Short task 1:
Count how many lines in the listing below contain the string "point", with case counting, and give only the number.

··· Reading passage ···

How To Install Ruby on Rails with RVM on Debian 8
Ruby on Rails is one of the most popular application stacks for developers looking to create sites and web apps. The Ruby programming language, combined with the Rails development framework, makes app development simple.
You can easily install Ruby and Rails with RVM, the Ruby Version Manager. RVM also lets you manage and work with multiple Ruby environments.
In this guide, you’ll install RVM on a Debian 8 server, and then use RVM to install a stable version of Ruby on Rails. Once things are working, you’ll learn how to manage multiple versions of Ruby with RVM.
To follow this tutorial, you need:
- A Debian 8 server with a non-root user with
sudoprivileges. You can set up a user with these privileges in our Initial Server Setup with Debian 8 guide.
- Node.js installed on your server, as Ruby on Rails uses Node.js to manage client-side assets. Follow How To Install Node.js on Debian 8.

··· Input records ···

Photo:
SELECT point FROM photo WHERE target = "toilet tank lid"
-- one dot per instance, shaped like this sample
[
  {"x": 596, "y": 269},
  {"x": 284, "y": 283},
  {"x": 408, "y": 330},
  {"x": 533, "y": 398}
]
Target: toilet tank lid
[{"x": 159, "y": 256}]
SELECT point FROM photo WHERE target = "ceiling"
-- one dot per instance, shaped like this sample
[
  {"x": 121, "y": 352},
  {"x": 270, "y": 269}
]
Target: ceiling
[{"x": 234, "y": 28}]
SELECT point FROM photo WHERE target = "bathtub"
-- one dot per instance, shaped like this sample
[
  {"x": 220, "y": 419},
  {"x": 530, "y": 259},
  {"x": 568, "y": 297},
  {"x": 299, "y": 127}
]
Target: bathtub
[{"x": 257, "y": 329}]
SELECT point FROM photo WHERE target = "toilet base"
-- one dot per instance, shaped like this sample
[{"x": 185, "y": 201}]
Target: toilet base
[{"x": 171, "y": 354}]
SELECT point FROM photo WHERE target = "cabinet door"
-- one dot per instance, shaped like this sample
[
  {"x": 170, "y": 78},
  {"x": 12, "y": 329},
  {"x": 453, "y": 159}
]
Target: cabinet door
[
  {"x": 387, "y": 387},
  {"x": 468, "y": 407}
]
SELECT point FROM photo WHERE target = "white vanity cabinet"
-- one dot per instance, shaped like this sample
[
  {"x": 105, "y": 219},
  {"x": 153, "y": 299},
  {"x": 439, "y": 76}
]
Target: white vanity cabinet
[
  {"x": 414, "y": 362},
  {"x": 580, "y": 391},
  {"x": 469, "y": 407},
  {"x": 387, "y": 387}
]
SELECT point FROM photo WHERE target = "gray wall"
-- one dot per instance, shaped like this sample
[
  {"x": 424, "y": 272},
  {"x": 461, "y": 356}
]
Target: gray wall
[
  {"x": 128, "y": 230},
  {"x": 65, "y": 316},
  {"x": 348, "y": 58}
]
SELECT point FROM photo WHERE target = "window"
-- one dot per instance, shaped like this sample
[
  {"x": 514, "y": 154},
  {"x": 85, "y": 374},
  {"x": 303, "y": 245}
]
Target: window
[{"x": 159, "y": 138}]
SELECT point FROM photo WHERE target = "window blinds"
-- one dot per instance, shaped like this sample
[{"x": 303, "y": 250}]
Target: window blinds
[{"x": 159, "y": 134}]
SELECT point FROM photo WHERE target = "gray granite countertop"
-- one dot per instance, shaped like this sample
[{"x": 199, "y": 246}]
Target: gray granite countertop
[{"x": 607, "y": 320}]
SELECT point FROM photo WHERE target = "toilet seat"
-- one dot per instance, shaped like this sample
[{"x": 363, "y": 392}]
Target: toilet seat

···

Short task 2:
Duplicate the part of the Ruby on Rails installation guide above starting at "How To Install Ruby" and ending at "Debian 8 guide.".

Exercise solution 1:
11

Exercise solution 2:
How To Install Ruby on Rails with RVM on Debian 8
Ruby on Rails is one of the most popular application stacks for developers looking to create sites and web apps. The Ruby programming language, combined with the Rails development framework, makes app development simple.
You can easily install Ruby and Rails with RVM, the Ruby Version Manager. RVM also lets you manage and work with multiple Ruby environments.
In this guide, you’ll install RVM on a Debian 8 server, and then use RVM to install a stable version of Ruby on Rails. Once things are working, you’ll learn how to manage multiple versions of Ruby with RVM.
To follow this tutorial, you need:
- A Debian 8 server with a non-root user with
sudoprivileges. You can set up a user with these privileges in our Initial Server Setup with Debian 8 guide.